Task directions: Return every line of the items that contains the word "snow". Case matters.

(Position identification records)
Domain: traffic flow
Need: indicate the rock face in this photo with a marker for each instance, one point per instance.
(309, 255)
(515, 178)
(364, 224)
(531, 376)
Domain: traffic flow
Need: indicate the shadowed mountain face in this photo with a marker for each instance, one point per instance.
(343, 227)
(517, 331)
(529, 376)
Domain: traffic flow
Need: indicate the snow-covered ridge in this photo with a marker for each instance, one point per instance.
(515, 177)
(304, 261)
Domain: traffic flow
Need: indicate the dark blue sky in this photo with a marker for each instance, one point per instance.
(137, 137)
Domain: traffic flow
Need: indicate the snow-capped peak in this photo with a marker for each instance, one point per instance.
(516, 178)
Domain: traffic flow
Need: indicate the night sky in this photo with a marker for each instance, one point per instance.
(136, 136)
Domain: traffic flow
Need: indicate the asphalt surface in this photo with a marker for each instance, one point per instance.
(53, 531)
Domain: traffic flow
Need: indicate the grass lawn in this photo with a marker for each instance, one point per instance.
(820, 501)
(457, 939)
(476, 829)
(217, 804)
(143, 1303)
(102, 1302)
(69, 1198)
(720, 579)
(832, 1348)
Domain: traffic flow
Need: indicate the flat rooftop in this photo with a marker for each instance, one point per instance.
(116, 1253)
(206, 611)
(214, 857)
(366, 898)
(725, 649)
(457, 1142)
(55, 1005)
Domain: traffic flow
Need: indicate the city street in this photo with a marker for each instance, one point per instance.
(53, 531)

Result:
Need: indicate the snow-covered ridge in this photo with a marker for each instance, one point per instance.
Need: indicate the snow-capped peak in this photo with a marker for each instance, one point per instance.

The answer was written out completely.